:: CHALLENGE A ::
In the forum thread, edit the stretch from "If we're lucky, it's" through "without your assistance." so that "repo" becomes "repository".
=== TEXT EXCERPT ===
It looks like a cool project.
Since we've only supported asyncpg up until now, I'm not sure how much work is involved in adding a new Postgres engine.
If we're lucky, it's just a case of creating a new Engine
subclass, with no other changes to Piccolo, in which case it could even be a third party library at first.
@dantownsend Hello! Thank you for the positive assessment of the PSQLPy. I can do MVP engine based on the driver myself, I've had some experience with piccolo at work, so have knowledge about the internals. I think I can do it in a new repo near PSQLPy.
@chandr-andr That would be great, thanks!
Hello everyone!
I'm one of the developers behind psqlpy. We've created a third-party library, which you can check out here. However, we've encountered a small problem that makes the integration nearly impossible without your assistance.
The issue lies within the _process_results
method, where some unwrapping is performed. Asyncpg returns a Record object, but psqlpy does not. Instead, it behaves more like SQLite in this context, returning a list of dictionaries. Therefore, we don't need this unwrapping. Unfortunately, there is no appropriate engine type for our use case. We cannot use the SQLite engine type for obvious reasons.
Would it be possible to add a psqlpy-postgres
type, so we can eliminate this Record object unwrapping?
=== DATA FOR THIS TASK ===
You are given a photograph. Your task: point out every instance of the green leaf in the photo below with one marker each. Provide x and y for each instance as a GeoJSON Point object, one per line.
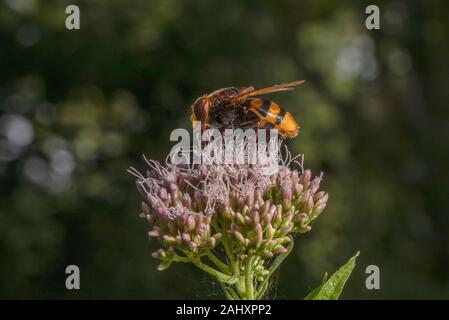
{"type": "Point", "coordinates": [264, 285]}
{"type": "Point", "coordinates": [331, 289]}
{"type": "Point", "coordinates": [312, 294]}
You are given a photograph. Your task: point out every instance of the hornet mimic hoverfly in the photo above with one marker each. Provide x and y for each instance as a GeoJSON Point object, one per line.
{"type": "Point", "coordinates": [236, 107]}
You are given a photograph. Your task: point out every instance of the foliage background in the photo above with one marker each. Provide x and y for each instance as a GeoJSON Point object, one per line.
{"type": "Point", "coordinates": [78, 107]}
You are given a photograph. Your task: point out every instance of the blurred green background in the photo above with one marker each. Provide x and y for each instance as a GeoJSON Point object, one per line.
{"type": "Point", "coordinates": [77, 107]}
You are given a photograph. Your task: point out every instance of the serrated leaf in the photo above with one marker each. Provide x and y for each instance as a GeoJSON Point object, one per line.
{"type": "Point", "coordinates": [332, 288]}
{"type": "Point", "coordinates": [312, 294]}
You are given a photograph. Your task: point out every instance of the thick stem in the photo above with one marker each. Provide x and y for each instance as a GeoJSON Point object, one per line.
{"type": "Point", "coordinates": [249, 281]}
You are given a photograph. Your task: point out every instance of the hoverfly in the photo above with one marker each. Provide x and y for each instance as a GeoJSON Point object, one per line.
{"type": "Point", "coordinates": [235, 107]}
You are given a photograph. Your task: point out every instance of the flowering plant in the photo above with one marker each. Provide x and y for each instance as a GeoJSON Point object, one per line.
{"type": "Point", "coordinates": [233, 222]}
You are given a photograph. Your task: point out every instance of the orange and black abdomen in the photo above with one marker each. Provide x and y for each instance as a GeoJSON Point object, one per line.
{"type": "Point", "coordinates": [270, 112]}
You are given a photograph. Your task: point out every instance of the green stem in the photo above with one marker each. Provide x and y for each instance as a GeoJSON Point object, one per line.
{"type": "Point", "coordinates": [249, 285]}
{"type": "Point", "coordinates": [223, 267]}
{"type": "Point", "coordinates": [217, 274]}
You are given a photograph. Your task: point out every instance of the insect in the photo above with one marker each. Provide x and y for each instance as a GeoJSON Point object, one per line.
{"type": "Point", "coordinates": [236, 107]}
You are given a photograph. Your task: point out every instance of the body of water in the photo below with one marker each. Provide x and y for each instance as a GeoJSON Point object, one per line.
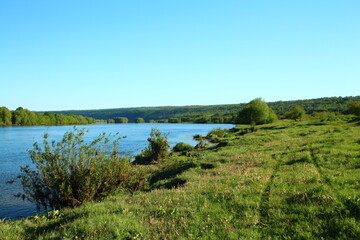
{"type": "Point", "coordinates": [16, 141]}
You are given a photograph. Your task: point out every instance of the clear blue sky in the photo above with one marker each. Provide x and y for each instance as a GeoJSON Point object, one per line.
{"type": "Point", "coordinates": [59, 55]}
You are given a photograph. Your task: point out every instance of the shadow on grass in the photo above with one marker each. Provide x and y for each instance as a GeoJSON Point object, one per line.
{"type": "Point", "coordinates": [170, 172]}
{"type": "Point", "coordinates": [34, 232]}
{"type": "Point", "coordinates": [170, 184]}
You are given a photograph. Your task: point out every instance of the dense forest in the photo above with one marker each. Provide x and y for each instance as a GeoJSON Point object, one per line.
{"type": "Point", "coordinates": [213, 113]}
{"type": "Point", "coordinates": [25, 117]}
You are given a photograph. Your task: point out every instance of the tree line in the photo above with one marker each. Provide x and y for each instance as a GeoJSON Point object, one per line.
{"type": "Point", "coordinates": [213, 113]}
{"type": "Point", "coordinates": [25, 117]}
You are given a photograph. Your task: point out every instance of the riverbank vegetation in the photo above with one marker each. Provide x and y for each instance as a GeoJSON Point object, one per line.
{"type": "Point", "coordinates": [226, 113]}
{"type": "Point", "coordinates": [25, 117]}
{"type": "Point", "coordinates": [288, 180]}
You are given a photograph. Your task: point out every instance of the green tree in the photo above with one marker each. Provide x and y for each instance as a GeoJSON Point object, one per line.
{"type": "Point", "coordinates": [139, 120]}
{"type": "Point", "coordinates": [256, 112]}
{"type": "Point", "coordinates": [5, 116]}
{"type": "Point", "coordinates": [354, 108]}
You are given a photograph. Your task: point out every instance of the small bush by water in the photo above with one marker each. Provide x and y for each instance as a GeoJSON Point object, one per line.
{"type": "Point", "coordinates": [71, 171]}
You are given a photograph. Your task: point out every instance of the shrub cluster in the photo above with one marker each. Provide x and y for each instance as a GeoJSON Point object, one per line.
{"type": "Point", "coordinates": [182, 147]}
{"type": "Point", "coordinates": [256, 112]}
{"type": "Point", "coordinates": [157, 150]}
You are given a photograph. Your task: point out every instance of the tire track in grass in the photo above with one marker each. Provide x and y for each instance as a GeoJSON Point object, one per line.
{"type": "Point", "coordinates": [265, 198]}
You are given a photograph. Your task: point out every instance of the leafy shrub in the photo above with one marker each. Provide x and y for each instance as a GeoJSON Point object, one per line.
{"type": "Point", "coordinates": [197, 136]}
{"type": "Point", "coordinates": [217, 132]}
{"type": "Point", "coordinates": [157, 150]}
{"type": "Point", "coordinates": [354, 108]}
{"type": "Point", "coordinates": [182, 147]}
{"type": "Point", "coordinates": [297, 114]}
{"type": "Point", "coordinates": [256, 112]}
{"type": "Point", "coordinates": [71, 171]}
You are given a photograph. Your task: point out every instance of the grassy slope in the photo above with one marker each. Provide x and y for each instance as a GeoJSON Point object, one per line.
{"type": "Point", "coordinates": [287, 180]}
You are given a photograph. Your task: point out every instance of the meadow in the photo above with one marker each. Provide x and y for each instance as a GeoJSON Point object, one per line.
{"type": "Point", "coordinates": [286, 180]}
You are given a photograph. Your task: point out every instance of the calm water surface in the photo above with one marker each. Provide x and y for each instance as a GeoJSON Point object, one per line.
{"type": "Point", "coordinates": [16, 141]}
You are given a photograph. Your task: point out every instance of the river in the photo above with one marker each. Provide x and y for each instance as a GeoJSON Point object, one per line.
{"type": "Point", "coordinates": [16, 141]}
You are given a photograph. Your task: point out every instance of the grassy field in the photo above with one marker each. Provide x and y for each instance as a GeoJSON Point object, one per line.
{"type": "Point", "coordinates": [287, 180]}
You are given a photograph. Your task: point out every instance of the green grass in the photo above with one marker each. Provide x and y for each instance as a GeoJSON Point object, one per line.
{"type": "Point", "coordinates": [284, 181]}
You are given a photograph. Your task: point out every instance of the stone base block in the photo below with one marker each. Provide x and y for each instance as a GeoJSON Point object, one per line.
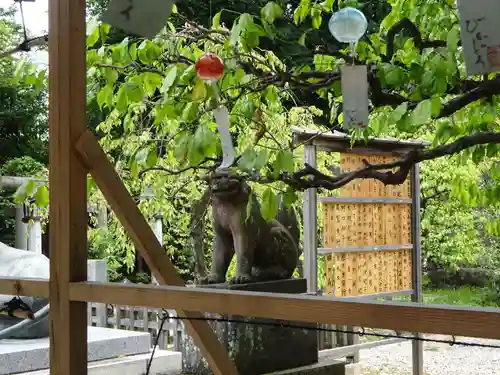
{"type": "Point", "coordinates": [103, 343]}
{"type": "Point", "coordinates": [164, 363]}
{"type": "Point", "coordinates": [257, 346]}
{"type": "Point", "coordinates": [325, 366]}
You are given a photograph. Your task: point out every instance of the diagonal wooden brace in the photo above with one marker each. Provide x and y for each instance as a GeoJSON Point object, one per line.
{"type": "Point", "coordinates": [145, 240]}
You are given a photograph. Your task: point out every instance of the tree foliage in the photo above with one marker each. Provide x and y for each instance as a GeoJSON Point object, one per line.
{"type": "Point", "coordinates": [282, 68]}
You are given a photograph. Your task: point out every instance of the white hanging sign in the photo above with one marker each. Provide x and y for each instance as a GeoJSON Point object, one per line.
{"type": "Point", "coordinates": [480, 35]}
{"type": "Point", "coordinates": [222, 120]}
{"type": "Point", "coordinates": [354, 83]}
{"type": "Point", "coordinates": [141, 17]}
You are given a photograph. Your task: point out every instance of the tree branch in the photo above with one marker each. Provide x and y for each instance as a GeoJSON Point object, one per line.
{"type": "Point", "coordinates": [310, 177]}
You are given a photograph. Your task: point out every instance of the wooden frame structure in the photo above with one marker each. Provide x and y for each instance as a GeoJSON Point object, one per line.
{"type": "Point", "coordinates": [365, 204]}
{"type": "Point", "coordinates": [74, 152]}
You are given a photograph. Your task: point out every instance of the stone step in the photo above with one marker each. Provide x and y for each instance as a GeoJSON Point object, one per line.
{"type": "Point", "coordinates": [103, 343]}
{"type": "Point", "coordinates": [164, 363]}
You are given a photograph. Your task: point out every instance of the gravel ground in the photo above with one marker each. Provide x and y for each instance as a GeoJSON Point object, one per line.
{"type": "Point", "coordinates": [439, 359]}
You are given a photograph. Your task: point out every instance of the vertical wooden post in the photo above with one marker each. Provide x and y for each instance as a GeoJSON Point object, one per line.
{"type": "Point", "coordinates": [417, 345]}
{"type": "Point", "coordinates": [310, 227]}
{"type": "Point", "coordinates": [67, 176]}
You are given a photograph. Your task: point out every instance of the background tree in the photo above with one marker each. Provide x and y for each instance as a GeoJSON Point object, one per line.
{"type": "Point", "coordinates": [282, 68]}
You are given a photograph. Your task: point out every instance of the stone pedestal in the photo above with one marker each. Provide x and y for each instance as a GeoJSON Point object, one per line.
{"type": "Point", "coordinates": [257, 348]}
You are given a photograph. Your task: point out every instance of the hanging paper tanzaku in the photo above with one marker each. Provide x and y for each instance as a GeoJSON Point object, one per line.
{"type": "Point", "coordinates": [142, 17]}
{"type": "Point", "coordinates": [480, 35]}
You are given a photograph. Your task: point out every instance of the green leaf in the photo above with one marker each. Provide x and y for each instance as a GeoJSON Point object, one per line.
{"type": "Point", "coordinates": [204, 140]}
{"type": "Point", "coordinates": [182, 145]}
{"type": "Point", "coordinates": [301, 11]}
{"type": "Point", "coordinates": [253, 160]}
{"type": "Point", "coordinates": [152, 158]}
{"type": "Point", "coordinates": [216, 20]}
{"type": "Point", "coordinates": [435, 106]}
{"type": "Point", "coordinates": [169, 79]}
{"type": "Point", "coordinates": [134, 91]}
{"type": "Point", "coordinates": [93, 35]}
{"type": "Point", "coordinates": [271, 11]}
{"type": "Point", "coordinates": [452, 39]}
{"type": "Point", "coordinates": [249, 206]}
{"type": "Point", "coordinates": [316, 17]}
{"type": "Point", "coordinates": [422, 113]}
{"type": "Point", "coordinates": [290, 196]}
{"type": "Point", "coordinates": [190, 112]}
{"type": "Point", "coordinates": [42, 196]}
{"type": "Point", "coordinates": [235, 34]}
{"type": "Point", "coordinates": [398, 112]}
{"type": "Point", "coordinates": [24, 191]}
{"type": "Point", "coordinates": [141, 156]}
{"type": "Point", "coordinates": [284, 161]}
{"type": "Point", "coordinates": [111, 75]}
{"type": "Point", "coordinates": [105, 96]}
{"type": "Point", "coordinates": [199, 91]}
{"type": "Point", "coordinates": [269, 206]}
{"type": "Point", "coordinates": [302, 40]}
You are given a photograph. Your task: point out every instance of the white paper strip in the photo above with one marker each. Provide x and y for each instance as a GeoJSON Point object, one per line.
{"type": "Point", "coordinates": [355, 96]}
{"type": "Point", "coordinates": [142, 17]}
{"type": "Point", "coordinates": [222, 120]}
{"type": "Point", "coordinates": [480, 35]}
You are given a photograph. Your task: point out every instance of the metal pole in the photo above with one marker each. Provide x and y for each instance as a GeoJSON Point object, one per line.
{"type": "Point", "coordinates": [310, 220]}
{"type": "Point", "coordinates": [21, 230]}
{"type": "Point", "coordinates": [417, 346]}
{"type": "Point", "coordinates": [35, 234]}
{"type": "Point", "coordinates": [158, 229]}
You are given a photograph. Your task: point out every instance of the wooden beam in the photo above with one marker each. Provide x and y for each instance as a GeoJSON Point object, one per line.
{"type": "Point", "coordinates": [153, 253]}
{"type": "Point", "coordinates": [24, 287]}
{"type": "Point", "coordinates": [67, 179]}
{"type": "Point", "coordinates": [397, 316]}
{"type": "Point", "coordinates": [402, 316]}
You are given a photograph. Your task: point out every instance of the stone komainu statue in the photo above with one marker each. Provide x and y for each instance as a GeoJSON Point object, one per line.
{"type": "Point", "coordinates": [264, 251]}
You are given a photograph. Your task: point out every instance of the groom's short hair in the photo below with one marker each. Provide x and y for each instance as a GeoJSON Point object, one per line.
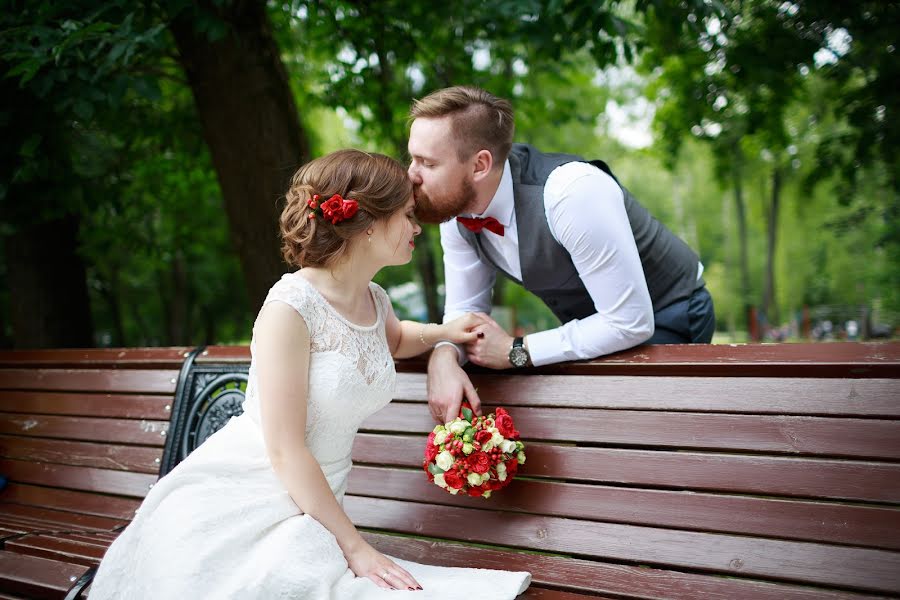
{"type": "Point", "coordinates": [479, 120]}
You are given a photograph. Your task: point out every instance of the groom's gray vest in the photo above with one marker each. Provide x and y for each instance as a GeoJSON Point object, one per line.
{"type": "Point", "coordinates": [670, 266]}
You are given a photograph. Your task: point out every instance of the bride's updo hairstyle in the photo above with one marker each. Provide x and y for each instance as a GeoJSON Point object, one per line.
{"type": "Point", "coordinates": [378, 184]}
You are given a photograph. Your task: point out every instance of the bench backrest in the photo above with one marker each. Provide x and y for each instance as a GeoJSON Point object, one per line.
{"type": "Point", "coordinates": [668, 471]}
{"type": "Point", "coordinates": [75, 424]}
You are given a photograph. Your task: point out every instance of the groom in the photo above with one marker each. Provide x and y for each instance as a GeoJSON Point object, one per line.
{"type": "Point", "coordinates": [562, 227]}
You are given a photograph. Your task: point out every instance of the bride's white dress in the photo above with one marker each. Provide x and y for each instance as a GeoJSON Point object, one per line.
{"type": "Point", "coordinates": [221, 524]}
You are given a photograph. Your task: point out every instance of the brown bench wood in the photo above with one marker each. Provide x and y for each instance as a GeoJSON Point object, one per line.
{"type": "Point", "coordinates": [766, 471]}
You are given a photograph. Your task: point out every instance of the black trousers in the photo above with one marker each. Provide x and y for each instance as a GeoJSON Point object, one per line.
{"type": "Point", "coordinates": [690, 321]}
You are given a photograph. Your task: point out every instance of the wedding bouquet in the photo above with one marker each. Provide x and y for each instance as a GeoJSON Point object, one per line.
{"type": "Point", "coordinates": [474, 455]}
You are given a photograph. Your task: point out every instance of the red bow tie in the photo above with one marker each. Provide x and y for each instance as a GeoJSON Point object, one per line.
{"type": "Point", "coordinates": [476, 224]}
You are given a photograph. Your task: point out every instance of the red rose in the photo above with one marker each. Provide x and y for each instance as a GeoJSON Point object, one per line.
{"type": "Point", "coordinates": [332, 208]}
{"type": "Point", "coordinates": [483, 437]}
{"type": "Point", "coordinates": [349, 208]}
{"type": "Point", "coordinates": [430, 452]}
{"type": "Point", "coordinates": [479, 462]}
{"type": "Point", "coordinates": [505, 426]}
{"type": "Point", "coordinates": [453, 479]}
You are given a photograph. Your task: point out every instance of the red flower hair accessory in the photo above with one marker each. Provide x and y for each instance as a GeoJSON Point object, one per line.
{"type": "Point", "coordinates": [335, 209]}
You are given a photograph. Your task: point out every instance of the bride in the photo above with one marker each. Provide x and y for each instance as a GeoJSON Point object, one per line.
{"type": "Point", "coordinates": [256, 511]}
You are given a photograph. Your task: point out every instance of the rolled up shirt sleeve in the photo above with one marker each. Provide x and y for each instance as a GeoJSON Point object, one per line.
{"type": "Point", "coordinates": [585, 209]}
{"type": "Point", "coordinates": [468, 282]}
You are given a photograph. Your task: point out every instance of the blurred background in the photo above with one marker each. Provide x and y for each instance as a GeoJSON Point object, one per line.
{"type": "Point", "coordinates": [146, 147]}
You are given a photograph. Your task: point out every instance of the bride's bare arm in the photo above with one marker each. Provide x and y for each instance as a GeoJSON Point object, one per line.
{"type": "Point", "coordinates": [411, 338]}
{"type": "Point", "coordinates": [282, 354]}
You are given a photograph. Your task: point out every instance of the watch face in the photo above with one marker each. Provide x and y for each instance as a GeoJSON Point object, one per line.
{"type": "Point", "coordinates": [518, 357]}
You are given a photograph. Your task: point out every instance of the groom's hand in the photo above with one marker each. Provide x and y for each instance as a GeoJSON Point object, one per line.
{"type": "Point", "coordinates": [491, 346]}
{"type": "Point", "coordinates": [447, 385]}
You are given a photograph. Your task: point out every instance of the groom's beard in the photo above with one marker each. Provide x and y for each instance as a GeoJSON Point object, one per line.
{"type": "Point", "coordinates": [443, 208]}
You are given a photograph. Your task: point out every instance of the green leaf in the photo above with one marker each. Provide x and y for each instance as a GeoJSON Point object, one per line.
{"type": "Point", "coordinates": [83, 109]}
{"type": "Point", "coordinates": [30, 145]}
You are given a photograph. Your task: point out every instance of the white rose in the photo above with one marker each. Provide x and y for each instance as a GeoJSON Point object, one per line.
{"type": "Point", "coordinates": [458, 426]}
{"type": "Point", "coordinates": [444, 460]}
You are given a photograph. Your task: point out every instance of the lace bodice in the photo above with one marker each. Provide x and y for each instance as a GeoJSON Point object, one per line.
{"type": "Point", "coordinates": [351, 374]}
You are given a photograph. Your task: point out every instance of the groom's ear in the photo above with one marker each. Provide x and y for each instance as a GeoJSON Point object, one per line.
{"type": "Point", "coordinates": [482, 164]}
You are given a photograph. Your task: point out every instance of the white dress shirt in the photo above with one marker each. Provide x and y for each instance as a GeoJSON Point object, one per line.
{"type": "Point", "coordinates": [585, 210]}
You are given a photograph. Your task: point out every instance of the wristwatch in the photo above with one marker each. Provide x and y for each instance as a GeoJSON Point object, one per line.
{"type": "Point", "coordinates": [518, 354]}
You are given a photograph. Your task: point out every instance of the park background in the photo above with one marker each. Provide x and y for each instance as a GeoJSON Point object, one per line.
{"type": "Point", "coordinates": [146, 148]}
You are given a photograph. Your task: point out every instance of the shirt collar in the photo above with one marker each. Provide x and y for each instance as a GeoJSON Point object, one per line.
{"type": "Point", "coordinates": [501, 205]}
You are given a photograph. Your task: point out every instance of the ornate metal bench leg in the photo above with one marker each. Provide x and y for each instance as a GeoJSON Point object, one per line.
{"type": "Point", "coordinates": [83, 581]}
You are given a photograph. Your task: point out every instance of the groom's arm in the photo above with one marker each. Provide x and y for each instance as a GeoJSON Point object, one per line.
{"type": "Point", "coordinates": [468, 284]}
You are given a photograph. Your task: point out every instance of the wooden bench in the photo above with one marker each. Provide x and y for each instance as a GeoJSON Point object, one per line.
{"type": "Point", "coordinates": [768, 471]}
{"type": "Point", "coordinates": [82, 434]}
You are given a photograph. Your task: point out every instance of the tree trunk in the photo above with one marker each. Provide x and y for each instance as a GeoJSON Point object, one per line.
{"type": "Point", "coordinates": [741, 213]}
{"type": "Point", "coordinates": [770, 306]}
{"type": "Point", "coordinates": [251, 126]}
{"type": "Point", "coordinates": [48, 291]}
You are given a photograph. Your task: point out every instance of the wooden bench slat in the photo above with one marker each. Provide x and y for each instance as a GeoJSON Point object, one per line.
{"type": "Point", "coordinates": [877, 527]}
{"type": "Point", "coordinates": [58, 548]}
{"type": "Point", "coordinates": [130, 431]}
{"type": "Point", "coordinates": [83, 502]}
{"type": "Point", "coordinates": [141, 459]}
{"type": "Point", "coordinates": [142, 381]}
{"type": "Point", "coordinates": [838, 360]}
{"type": "Point", "coordinates": [751, 395]}
{"type": "Point", "coordinates": [863, 568]}
{"type": "Point", "coordinates": [816, 478]}
{"type": "Point", "coordinates": [88, 479]}
{"type": "Point", "coordinates": [36, 577]}
{"type": "Point", "coordinates": [48, 518]}
{"type": "Point", "coordinates": [116, 358]}
{"type": "Point", "coordinates": [600, 577]}
{"type": "Point", "coordinates": [126, 406]}
{"type": "Point", "coordinates": [539, 593]}
{"type": "Point", "coordinates": [863, 438]}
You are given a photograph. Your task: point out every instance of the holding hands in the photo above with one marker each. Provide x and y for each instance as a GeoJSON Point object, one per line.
{"type": "Point", "coordinates": [486, 344]}
{"type": "Point", "coordinates": [490, 346]}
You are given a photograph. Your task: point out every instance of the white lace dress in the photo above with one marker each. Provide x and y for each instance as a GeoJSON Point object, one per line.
{"type": "Point", "coordinates": [221, 524]}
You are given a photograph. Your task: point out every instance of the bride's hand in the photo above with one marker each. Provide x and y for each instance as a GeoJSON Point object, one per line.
{"type": "Point", "coordinates": [366, 561]}
{"type": "Point", "coordinates": [459, 330]}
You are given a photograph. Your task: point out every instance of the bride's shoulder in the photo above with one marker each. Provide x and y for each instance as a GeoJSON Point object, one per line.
{"type": "Point", "coordinates": [293, 290]}
{"type": "Point", "coordinates": [380, 294]}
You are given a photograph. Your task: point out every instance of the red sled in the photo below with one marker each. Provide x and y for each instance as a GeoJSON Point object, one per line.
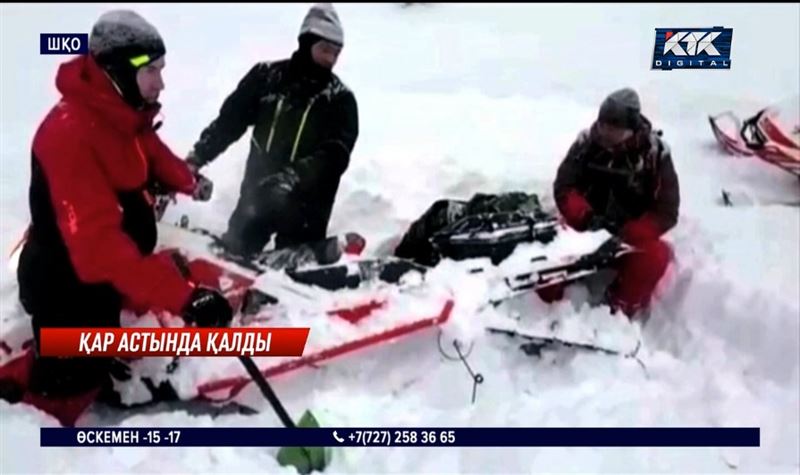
{"type": "Point", "coordinates": [362, 319]}
{"type": "Point", "coordinates": [773, 135]}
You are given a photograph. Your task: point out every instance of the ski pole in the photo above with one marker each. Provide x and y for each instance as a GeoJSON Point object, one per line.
{"type": "Point", "coordinates": [304, 459]}
{"type": "Point", "coordinates": [267, 391]}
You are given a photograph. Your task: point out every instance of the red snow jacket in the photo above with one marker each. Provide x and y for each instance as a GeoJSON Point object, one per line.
{"type": "Point", "coordinates": [92, 221]}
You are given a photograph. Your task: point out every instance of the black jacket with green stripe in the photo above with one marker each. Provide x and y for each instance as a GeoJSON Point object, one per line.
{"type": "Point", "coordinates": [298, 120]}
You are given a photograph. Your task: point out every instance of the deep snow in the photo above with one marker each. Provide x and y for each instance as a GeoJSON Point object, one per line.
{"type": "Point", "coordinates": [459, 98]}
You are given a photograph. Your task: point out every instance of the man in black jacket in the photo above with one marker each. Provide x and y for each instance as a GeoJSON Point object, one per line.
{"type": "Point", "coordinates": [305, 125]}
{"type": "Point", "coordinates": [619, 175]}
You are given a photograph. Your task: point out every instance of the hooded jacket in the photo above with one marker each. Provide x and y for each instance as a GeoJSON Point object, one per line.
{"type": "Point", "coordinates": [93, 228]}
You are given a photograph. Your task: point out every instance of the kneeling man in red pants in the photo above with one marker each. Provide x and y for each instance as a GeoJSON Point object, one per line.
{"type": "Point", "coordinates": [619, 175]}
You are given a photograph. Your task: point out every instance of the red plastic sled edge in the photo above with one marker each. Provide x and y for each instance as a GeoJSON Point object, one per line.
{"type": "Point", "coordinates": [234, 385]}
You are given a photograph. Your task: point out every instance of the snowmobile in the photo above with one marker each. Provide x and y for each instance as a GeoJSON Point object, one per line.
{"type": "Point", "coordinates": [356, 304]}
{"type": "Point", "coordinates": [772, 135]}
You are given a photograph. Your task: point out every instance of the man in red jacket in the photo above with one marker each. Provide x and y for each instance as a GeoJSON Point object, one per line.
{"type": "Point", "coordinates": [619, 175]}
{"type": "Point", "coordinates": [93, 229]}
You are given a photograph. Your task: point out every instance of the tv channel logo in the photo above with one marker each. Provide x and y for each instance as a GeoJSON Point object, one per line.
{"type": "Point", "coordinates": [692, 48]}
{"type": "Point", "coordinates": [63, 43]}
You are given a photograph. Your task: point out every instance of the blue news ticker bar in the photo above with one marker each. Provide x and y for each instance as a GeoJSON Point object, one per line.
{"type": "Point", "coordinates": [400, 437]}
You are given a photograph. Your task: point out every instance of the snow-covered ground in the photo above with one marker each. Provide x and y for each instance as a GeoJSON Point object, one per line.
{"type": "Point", "coordinates": [459, 98]}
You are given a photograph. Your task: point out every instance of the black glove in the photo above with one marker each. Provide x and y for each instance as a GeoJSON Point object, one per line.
{"type": "Point", "coordinates": [207, 309]}
{"type": "Point", "coordinates": [597, 222]}
{"type": "Point", "coordinates": [279, 186]}
{"type": "Point", "coordinates": [204, 188]}
{"type": "Point", "coordinates": [194, 162]}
===
:: CHALLENGE B ::
List every line of the rows above that contains the string "background", with case counting.

:: FULL ANSWER A ::
If we're lucky, it's just a case of creating a new Engine
subclass, with no other changes to Piccolo, in which case it could even be a third party library at first.
@dantownsend Hello! Thank you for the positive assessment of the PSQLPy. I can do MVP engine based on the driver myself, I've had some experience with piccolo at work, so have knowledge about the internals. I think I can do it in a new repository near PSQLPy.
@chandr-andr That would be great, thanks!
Hello everyone!
I'm one of the developers behind psqlpy. We've created a third-party library, which you can check out here. However, we've encountered a small problem that makes the integration nearly impossible without your assistance.

:: FULL ANSWER B ::
You are given a photograph. Your task: point out every instance of the foliage background in the photo above with one marker each. Provide x and y for each instance as a GeoJSON Point object, one per line.
You are given a photograph. Your task: point out every instance of the blurred green background in the photo above with one marker each. Provide x and y for each instance as a GeoJSON Point object, one per line.
You are given a photograph. Your task: point out every instance of the background tree in the photo above with one marker each. Provide x and y for each instance as a GeoJSON Point object, one per line.
You are given a photograph. Your task: point out every instance of the blurred background in the photo above with one marker each. Provide x and y for each instance as a GeoJSON Point object, one per line.
You are given a photograph. Your task: point out every instance of the park background in the photo above with one marker each. Provide x and y for each instance as a GeoJSON Point object, one per line.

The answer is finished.